Rewrite the records below, changing "single line" to "one line" and leaving everything else as it is.

[start RECORDS FOR THIS EXERCISE]

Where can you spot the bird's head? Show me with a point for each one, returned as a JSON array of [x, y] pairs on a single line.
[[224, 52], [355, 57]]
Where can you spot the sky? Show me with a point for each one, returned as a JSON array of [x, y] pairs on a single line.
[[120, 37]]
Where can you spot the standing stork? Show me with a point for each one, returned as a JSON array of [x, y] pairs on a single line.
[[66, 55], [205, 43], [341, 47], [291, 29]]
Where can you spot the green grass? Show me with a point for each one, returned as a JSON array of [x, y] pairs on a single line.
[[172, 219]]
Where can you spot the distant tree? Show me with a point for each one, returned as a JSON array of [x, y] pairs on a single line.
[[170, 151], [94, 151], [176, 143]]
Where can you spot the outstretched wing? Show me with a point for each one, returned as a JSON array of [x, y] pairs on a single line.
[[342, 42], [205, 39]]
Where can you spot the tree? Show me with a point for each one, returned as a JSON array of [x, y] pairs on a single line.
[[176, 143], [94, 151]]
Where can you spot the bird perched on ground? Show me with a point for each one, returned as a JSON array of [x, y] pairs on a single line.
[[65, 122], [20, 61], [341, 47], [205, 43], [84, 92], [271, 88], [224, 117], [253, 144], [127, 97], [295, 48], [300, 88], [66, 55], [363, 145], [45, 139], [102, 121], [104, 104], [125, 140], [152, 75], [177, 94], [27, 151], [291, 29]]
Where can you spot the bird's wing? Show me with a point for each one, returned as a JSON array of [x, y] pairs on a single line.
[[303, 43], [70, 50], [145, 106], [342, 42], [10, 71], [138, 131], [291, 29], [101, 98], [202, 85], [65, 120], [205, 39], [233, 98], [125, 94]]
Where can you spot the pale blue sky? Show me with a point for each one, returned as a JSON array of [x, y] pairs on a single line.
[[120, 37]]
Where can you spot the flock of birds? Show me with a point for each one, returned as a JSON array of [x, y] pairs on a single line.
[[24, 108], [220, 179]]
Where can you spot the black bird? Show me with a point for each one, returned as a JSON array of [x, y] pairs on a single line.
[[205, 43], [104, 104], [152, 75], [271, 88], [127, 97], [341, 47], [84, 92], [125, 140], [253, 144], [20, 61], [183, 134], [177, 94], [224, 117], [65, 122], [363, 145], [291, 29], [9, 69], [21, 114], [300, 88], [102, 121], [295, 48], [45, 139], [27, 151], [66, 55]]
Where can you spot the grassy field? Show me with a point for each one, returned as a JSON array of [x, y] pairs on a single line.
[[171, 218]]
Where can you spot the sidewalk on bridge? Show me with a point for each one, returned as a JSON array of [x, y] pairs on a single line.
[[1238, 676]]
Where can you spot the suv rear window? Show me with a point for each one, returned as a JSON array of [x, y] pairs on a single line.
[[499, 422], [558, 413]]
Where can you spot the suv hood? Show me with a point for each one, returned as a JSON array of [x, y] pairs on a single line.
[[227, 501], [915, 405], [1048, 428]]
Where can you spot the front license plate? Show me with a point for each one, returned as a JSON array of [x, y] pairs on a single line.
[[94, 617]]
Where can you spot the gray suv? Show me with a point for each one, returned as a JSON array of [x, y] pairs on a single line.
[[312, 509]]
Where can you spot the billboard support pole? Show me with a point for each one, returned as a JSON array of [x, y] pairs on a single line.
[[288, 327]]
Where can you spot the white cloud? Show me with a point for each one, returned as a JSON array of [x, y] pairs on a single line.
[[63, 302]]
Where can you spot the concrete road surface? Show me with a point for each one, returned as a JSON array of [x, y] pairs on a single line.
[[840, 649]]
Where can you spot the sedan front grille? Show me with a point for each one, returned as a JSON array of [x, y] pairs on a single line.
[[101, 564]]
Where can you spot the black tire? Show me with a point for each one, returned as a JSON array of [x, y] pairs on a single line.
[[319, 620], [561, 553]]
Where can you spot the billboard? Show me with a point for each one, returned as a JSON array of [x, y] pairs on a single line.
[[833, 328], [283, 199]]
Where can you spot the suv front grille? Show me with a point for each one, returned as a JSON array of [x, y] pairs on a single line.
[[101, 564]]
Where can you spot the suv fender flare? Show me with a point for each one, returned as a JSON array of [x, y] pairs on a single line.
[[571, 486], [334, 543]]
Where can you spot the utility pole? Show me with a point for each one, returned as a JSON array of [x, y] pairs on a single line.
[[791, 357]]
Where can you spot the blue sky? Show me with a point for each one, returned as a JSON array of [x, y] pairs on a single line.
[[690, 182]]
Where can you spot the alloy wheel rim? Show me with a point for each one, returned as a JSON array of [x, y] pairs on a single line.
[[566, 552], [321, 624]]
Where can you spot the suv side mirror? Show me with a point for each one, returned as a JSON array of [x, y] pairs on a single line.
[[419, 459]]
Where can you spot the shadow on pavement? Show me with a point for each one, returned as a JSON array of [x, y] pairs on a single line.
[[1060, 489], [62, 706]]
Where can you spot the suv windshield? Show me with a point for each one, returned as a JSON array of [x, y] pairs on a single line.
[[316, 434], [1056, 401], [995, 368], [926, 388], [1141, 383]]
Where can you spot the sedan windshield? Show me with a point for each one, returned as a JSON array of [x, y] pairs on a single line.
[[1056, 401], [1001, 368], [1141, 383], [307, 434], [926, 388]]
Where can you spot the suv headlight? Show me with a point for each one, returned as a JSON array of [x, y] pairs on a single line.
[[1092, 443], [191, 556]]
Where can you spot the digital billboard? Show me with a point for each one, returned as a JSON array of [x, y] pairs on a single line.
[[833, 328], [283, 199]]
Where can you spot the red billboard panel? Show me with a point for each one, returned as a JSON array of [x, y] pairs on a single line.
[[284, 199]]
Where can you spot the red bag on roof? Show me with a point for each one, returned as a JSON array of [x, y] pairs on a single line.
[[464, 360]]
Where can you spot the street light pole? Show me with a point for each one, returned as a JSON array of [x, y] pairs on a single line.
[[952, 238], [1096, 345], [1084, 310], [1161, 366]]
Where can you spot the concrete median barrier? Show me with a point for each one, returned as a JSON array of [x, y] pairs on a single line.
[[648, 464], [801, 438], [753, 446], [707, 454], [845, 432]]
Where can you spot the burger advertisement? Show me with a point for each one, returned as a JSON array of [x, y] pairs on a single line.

[end RECORDS FOR THIS EXERCISE]

ANSWER TO THIS EXERCISE »
Where can you spot the bird's head? Show me with a point for each one, returned as a JSON array of [x, y] pairs on a one line.
[[224, 52], [355, 57]]
Where can you spot the sky? Show me with a point for each one, returned as a JSON array of [x, y] pairs on a one line.
[[120, 37]]
Where can you spot the standing stork? Show me with a point for each one, returned as a JSON array of [x, y] pairs on a one line.
[[66, 55], [205, 43], [341, 47], [291, 29]]
Where can you spot the green grass? Show me with a point for each one, returned as a JSON array of [x, y] pairs on a one line.
[[172, 219]]
Where can you spot the distant tree? Show me with a point for each one, returned as a JSON array of [x, y] pairs on a one line.
[[170, 151], [94, 151], [176, 143]]
Where can you spot the outstretched wing? Show me with a point for each one, returned as a JSON array of [x, y] pairs on a one line.
[[342, 42], [205, 39]]
Where can you spot the tree? Show me with a point for each one, returned as a JSON array of [x, y] pairs on a one line.
[[176, 143], [94, 151]]
Where can you spot the bird perched on ground? Show me with a point for each one, returned as a JSON array of [x, y] pairs on a one line.
[[65, 122], [20, 61], [341, 47], [205, 43], [84, 92], [271, 88], [224, 117], [253, 144], [127, 97], [295, 48], [300, 88], [66, 55], [363, 145], [45, 139], [102, 121], [104, 104], [125, 140], [152, 75], [177, 94], [27, 151], [291, 29]]
Where can you spot the bird's wing? Show me with a point for each one, returned as a JSON array of [x, y] pairs on a one line.
[[303, 43], [70, 50], [145, 106], [342, 42], [10, 71], [138, 131], [291, 29], [101, 98], [202, 85], [65, 120], [205, 39], [233, 98], [125, 94]]
Where can you spot the pale blue sky? Show me with a point for each one, returned as a JSON array of [x, y] pairs on a one line.
[[120, 37]]
Where can you spot the flock of birds? Show me with a point for each one, returned as a JSON array of [x, y] pairs on a one line.
[[24, 108], [220, 179]]
Where can you spot the black bird? Show me with a point for each one, returned as a JSON array of [x, y] pairs on a one line.
[[205, 43], [104, 104], [152, 75], [271, 88], [127, 97], [341, 47], [84, 92], [125, 140], [253, 144], [20, 61], [183, 134], [177, 94], [224, 117], [65, 122], [363, 145], [291, 29], [9, 69], [21, 114], [300, 88], [102, 121], [295, 48], [45, 139], [27, 151], [66, 55]]
Where can you spot the grassy field? Show me with a point for each one, returned as a JSON array of [x, y] pairs on a one line.
[[171, 218]]
Where can you spot the sidewalk on bridge? Show me with a point for each one, returned as a JSON array of [x, y] pairs on a one line.
[[1238, 676]]
Where can you spot the suv rear window? Show me with a point for each one, returned as a JSON array of [x, y] pairs on a one line.
[[499, 422], [558, 413]]
Where can you spot the suv hood? Show me with a point for each one, returned as a JSON array of [x, y] pairs on a one line.
[[227, 501], [915, 405], [1048, 428]]
Where can you spot the front license plate? Show me with a point for each one, returned as a JSON array of [x, y] pairs on a one line.
[[94, 617]]
Where can you spot the gray suv? Show me with a point for each one, returned as a JSON array of [x, y] pairs on a one line.
[[312, 509]]
Where can you spot the billboard support pole? Show me with a point for each one, returned as a JSON array of [x, y] pairs on a one line.
[[288, 327]]
Where can you spot the white cloud? Show me with a point for each one, returned as a JSON array of [x, y] pairs on a one line.
[[63, 302]]
Where can you spot the concrete road surface? Show me with a point for each one, returned as a JSON array of [x, y] pairs on a one line.
[[840, 649]]
Where can you spot the sedan front grille? Show me with a point for each one, returned as a JSON array of [x, y] pairs on a one line.
[[101, 564]]
Where can you spot the black tire? Show me with a point for each one, returned as a JSON array of [x, y] pairs on a one line.
[[319, 620], [561, 553]]
Where can you spot the billboard? Show me with a point for each one, returned as a JSON array of [x, y] pairs on a one line.
[[833, 328], [283, 199]]
Where can you spot the suv front grille? Show me with a point for each one, returned as a JSON array of [x, y] pairs on a one line.
[[101, 564]]
Where can you spot the suv fender flare? Show me with a point for each one, returned as a JSON array of [x, y] pairs on a one line.
[[571, 486], [334, 543]]
Where can you spot the utility pole? Show me with a point for each one, returned as a JSON array of [x, y] pairs on a one line.
[[791, 357]]
Where can you spot the blue sky? Show me with a point for each one, returned as a JSON array of [x, y] pairs on a one line.
[[690, 182]]
Where can you spot the alloy wheel rim? Show me with a point for each one, returned as a JSON array of [x, y] pairs on a one line.
[[566, 552], [321, 624]]
Where can you spot the suv side mirror? Show me with a point for each one, returned as a JSON array of [x, y] pairs on a one line.
[[419, 459]]
Where can you spot the shadow on pavement? Show me with a point for each one, returned as a JSON array of [x, y] pairs on a one line.
[[1060, 489], [62, 706]]
Where can you spot the suv windshield? Show me with a point for each one, returned as a JSON array of [x, y] pairs on a one line.
[[316, 434], [1056, 401], [995, 368], [926, 388], [1141, 383]]
Where can you spot the sedan windshield? Show me with a point for each one, returned as a JSON array of [x, y] pairs on a one line.
[[1056, 401], [1001, 368], [1141, 383], [307, 434], [926, 388]]
Where can you spot the suv headlight? Show me with a point for each one, returned as a JSON array of [x, y] pairs on a one line.
[[1092, 443], [191, 556]]
Where can you spot the digital billboard? Show me with a point for each one, returned as a JSON array of [x, y] pairs on a one line.
[[833, 328], [283, 199]]
Where can you spot the red billboard panel? Show me with a point for each one, returned as a JSON array of [x, y] pairs on a one line.
[[284, 199]]
Where can you spot the red bag on roof? Show me with a point for each one, returned as a JSON array of [x, y] pairs on a one line.
[[464, 360]]
Where can you spot the street light pole? Show me with a point for each one, returned as a JSON array of [x, y] pairs on a one line.
[[952, 238], [1096, 345], [1084, 310], [1161, 366]]
Where can you spot the concrete median barrier? Show me with a point for each one, returned as a JSON array of [x, y] pairs on a one line.
[[648, 464], [801, 438], [753, 446], [707, 454], [845, 432]]
Where can you spot the burger advertisement? Show me with a point for each one, returned as a JSON array of [x, y] pairs on a one line.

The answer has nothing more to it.